Problem statement:
All lines from the one with "Target: white balcony panel" through the final line of the records below must be written out exactly, with no other text.

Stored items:
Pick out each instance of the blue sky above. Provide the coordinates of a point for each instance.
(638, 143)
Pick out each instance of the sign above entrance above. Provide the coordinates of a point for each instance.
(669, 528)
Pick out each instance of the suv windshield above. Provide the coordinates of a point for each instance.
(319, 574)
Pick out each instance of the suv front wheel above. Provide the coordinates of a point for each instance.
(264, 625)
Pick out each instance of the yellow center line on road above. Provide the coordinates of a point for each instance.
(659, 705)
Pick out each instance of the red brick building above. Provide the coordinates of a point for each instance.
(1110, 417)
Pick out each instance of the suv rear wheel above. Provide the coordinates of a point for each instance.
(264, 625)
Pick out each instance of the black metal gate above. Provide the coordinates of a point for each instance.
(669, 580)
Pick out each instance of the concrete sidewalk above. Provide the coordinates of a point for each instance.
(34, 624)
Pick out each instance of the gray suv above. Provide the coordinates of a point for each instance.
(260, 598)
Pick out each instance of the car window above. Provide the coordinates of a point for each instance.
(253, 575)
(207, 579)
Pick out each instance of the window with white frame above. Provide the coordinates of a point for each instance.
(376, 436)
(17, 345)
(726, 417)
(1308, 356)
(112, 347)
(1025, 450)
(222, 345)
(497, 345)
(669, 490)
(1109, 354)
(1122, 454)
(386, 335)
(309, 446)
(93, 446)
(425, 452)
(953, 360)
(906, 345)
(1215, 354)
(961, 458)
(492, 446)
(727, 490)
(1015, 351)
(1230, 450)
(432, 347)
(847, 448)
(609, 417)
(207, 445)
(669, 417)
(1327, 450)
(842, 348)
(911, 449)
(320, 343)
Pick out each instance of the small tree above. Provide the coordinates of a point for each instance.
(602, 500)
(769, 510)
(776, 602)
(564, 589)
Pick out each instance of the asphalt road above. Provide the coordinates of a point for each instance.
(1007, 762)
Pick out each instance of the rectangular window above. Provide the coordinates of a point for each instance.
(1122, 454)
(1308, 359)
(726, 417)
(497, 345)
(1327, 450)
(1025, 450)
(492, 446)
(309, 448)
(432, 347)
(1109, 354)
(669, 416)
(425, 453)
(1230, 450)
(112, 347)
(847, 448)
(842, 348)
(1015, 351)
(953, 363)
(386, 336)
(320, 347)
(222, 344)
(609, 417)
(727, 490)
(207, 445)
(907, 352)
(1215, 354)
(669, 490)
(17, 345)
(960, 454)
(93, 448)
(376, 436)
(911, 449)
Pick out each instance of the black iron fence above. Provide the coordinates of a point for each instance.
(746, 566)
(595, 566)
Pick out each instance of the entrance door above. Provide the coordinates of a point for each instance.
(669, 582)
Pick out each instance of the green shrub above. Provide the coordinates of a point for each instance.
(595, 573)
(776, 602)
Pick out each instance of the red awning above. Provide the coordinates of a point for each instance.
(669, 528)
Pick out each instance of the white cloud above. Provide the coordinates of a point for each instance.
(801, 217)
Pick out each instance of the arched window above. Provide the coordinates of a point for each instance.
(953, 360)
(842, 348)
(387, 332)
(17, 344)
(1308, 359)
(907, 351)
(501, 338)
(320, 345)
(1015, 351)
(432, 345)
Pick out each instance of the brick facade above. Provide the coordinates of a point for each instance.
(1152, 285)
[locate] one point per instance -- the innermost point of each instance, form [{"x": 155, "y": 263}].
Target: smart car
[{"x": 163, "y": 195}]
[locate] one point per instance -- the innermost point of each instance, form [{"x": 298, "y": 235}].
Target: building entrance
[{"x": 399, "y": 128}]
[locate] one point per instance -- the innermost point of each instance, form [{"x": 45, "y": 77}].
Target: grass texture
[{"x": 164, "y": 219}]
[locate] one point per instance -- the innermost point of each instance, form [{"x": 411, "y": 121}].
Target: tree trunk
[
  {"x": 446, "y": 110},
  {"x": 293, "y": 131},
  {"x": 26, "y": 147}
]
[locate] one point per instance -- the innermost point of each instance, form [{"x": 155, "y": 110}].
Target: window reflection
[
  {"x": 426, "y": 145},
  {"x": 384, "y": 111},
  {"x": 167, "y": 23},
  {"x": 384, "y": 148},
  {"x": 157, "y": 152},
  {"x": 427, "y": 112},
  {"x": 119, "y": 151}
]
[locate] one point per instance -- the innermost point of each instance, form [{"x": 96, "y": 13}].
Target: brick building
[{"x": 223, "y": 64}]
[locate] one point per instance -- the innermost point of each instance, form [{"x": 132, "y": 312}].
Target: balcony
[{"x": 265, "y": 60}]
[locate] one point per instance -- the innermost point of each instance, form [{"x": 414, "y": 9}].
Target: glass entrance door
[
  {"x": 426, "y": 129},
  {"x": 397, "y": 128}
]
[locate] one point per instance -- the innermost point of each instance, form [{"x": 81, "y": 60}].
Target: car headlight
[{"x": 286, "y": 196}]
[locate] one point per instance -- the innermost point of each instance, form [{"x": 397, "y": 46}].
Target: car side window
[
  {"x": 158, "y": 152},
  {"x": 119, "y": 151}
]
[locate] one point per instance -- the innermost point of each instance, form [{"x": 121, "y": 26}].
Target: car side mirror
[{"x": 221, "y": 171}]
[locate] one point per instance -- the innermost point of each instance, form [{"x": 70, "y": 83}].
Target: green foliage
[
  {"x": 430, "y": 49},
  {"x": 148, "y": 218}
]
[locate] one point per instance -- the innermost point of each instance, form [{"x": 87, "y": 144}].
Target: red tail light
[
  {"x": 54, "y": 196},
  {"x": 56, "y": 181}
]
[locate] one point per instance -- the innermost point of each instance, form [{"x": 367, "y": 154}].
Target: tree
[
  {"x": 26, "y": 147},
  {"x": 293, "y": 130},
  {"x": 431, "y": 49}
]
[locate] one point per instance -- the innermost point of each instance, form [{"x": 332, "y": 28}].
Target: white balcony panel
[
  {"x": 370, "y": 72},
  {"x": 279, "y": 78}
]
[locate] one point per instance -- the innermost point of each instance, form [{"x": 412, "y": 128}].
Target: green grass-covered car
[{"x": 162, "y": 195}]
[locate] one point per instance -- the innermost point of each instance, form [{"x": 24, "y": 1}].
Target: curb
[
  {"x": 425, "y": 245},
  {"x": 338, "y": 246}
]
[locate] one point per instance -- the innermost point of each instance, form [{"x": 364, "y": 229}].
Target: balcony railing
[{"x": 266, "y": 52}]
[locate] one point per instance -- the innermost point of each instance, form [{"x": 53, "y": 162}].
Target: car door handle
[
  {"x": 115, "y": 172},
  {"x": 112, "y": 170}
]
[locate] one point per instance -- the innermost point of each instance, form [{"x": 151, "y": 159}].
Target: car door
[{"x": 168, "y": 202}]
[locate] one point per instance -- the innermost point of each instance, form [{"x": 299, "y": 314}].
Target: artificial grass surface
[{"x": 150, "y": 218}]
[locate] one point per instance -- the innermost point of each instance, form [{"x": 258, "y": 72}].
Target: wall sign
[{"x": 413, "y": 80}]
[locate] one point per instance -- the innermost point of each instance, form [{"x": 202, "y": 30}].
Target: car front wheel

Your solution:
Target: white balcony panel
[
  {"x": 370, "y": 72},
  {"x": 279, "y": 78}
]
[locate] one point per instance -- the innermost point of each instance, form [{"x": 412, "y": 128}].
Target: green grass-covered car
[{"x": 162, "y": 195}]
[locate] one point per instance -- the innermost point of each instance, form [{"x": 24, "y": 1}].
Target: curb
[
  {"x": 425, "y": 245},
  {"x": 338, "y": 246}
]
[locate] one point per instance -- the innermost point of each instance, form [{"x": 364, "y": 229}].
Target: balcony railing
[{"x": 266, "y": 52}]
[locate] one point per instance -- the innermost point of each instance, form [{"x": 53, "y": 162}].
Target: car door handle
[
  {"x": 115, "y": 172},
  {"x": 112, "y": 170}
]
[locate] one point per instance -- the innermost point of each instance, form [{"x": 151, "y": 159}].
Target: car door
[{"x": 168, "y": 202}]
[locate] one point per instance -- the innermost point of each instance, form [{"x": 299, "y": 314}].
Target: artificial grass surface
[{"x": 150, "y": 218}]
[locate] one point per instance -- the innermost point of each instance, form [{"x": 258, "y": 72}].
Target: wall sign
[{"x": 413, "y": 80}]
[locate] one point per instance -- the innermost point of each instance, form [{"x": 202, "y": 30}].
Target: car front wheel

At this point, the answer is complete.